:: DATA SUPPLIED ::
>>>>
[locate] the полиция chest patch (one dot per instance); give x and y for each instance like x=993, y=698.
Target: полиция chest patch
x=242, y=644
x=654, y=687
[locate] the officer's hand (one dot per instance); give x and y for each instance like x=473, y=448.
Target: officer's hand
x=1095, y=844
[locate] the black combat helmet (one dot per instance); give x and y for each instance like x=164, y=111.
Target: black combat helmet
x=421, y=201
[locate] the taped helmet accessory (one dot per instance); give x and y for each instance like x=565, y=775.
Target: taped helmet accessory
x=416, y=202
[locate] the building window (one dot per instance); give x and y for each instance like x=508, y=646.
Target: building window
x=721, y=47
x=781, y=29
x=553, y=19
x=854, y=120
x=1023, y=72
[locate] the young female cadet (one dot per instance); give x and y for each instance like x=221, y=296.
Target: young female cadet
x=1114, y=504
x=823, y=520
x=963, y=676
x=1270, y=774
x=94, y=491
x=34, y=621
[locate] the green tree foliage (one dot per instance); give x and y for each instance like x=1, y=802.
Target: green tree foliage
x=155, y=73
<<<<
>>>>
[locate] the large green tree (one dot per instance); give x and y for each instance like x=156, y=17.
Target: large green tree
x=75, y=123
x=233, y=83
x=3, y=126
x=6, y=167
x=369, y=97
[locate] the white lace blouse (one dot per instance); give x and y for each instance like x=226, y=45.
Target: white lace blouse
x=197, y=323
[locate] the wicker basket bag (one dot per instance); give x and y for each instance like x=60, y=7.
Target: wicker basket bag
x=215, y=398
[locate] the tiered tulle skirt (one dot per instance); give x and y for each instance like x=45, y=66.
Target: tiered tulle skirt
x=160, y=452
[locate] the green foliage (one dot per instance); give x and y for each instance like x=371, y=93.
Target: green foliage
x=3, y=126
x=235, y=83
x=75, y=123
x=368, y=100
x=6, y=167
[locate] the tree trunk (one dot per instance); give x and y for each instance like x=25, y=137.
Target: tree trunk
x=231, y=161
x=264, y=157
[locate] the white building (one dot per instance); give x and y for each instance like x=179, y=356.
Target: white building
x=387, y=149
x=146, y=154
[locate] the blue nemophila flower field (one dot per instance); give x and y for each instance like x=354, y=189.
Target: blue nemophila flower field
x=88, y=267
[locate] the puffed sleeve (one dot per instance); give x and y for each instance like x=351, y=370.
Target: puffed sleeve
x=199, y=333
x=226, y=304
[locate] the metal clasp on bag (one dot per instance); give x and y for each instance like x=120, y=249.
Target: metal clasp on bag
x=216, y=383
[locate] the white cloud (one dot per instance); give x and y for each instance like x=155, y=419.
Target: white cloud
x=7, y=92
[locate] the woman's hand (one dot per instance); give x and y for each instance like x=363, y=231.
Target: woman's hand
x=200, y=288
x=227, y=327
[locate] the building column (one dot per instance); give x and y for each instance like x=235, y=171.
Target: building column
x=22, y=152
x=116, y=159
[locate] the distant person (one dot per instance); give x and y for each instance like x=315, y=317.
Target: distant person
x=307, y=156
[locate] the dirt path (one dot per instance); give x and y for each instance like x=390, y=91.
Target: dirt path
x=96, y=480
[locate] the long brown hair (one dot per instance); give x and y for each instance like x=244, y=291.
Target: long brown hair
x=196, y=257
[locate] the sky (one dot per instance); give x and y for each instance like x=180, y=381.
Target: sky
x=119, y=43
<<<<
:: YOUR INSTRUCTIONS ::
Reproduce exactly, and with no other material, the lines between those holding "Target: wicker basket bag" and "[locate] the distant", inclusive.

:: TASK ANSWER ::
Target: wicker basket bag
x=215, y=398
[locate] the tiered tulle skirt (one dot per instance); give x and y for each instance like x=45, y=66.
Target: tiered tulle skirt
x=160, y=452
[locate] the green foliage (one dot per instance); give x and y for each instance like x=371, y=93.
Target: green foliage
x=3, y=126
x=235, y=83
x=75, y=123
x=368, y=100
x=6, y=167
[locate] the tree trunk (one dot per instance); give x and y for each instance like x=25, y=137.
Target: tree trunk
x=231, y=161
x=264, y=157
[locate] the white building (one dot per instance); give x and y for each instance like x=179, y=356.
Target: white building
x=387, y=149
x=146, y=154
[locate] the blue nemophila flower field (one dot per instance); give x and y for each instance like x=354, y=189.
Target: blue nemophila flower field
x=88, y=267
[locate] the puffed sleeve (one dot per instance); give x and y for each instance like x=351, y=370.
Target: puffed sleeve
x=199, y=333
x=226, y=304
[locate] the metal clasp on bag (one dot per instance); give x and y for each instance like x=120, y=249.
Target: metal clasp on bag
x=216, y=383
[locate] the white cloud (one dot per instance); give x and y for each instance like x=155, y=419.
Target: white cloud
x=7, y=92
[locate] the woman's hand (one dot per instance); give x and y for each instance like x=363, y=231.
Target: woman's hand
x=200, y=288
x=227, y=327
[locate] the building column (one dot per instance); give x and y for each instance like x=235, y=171.
Target: building column
x=22, y=152
x=116, y=159
[locate] the distant person (one dot per instance); give x and y for each instance like x=315, y=317.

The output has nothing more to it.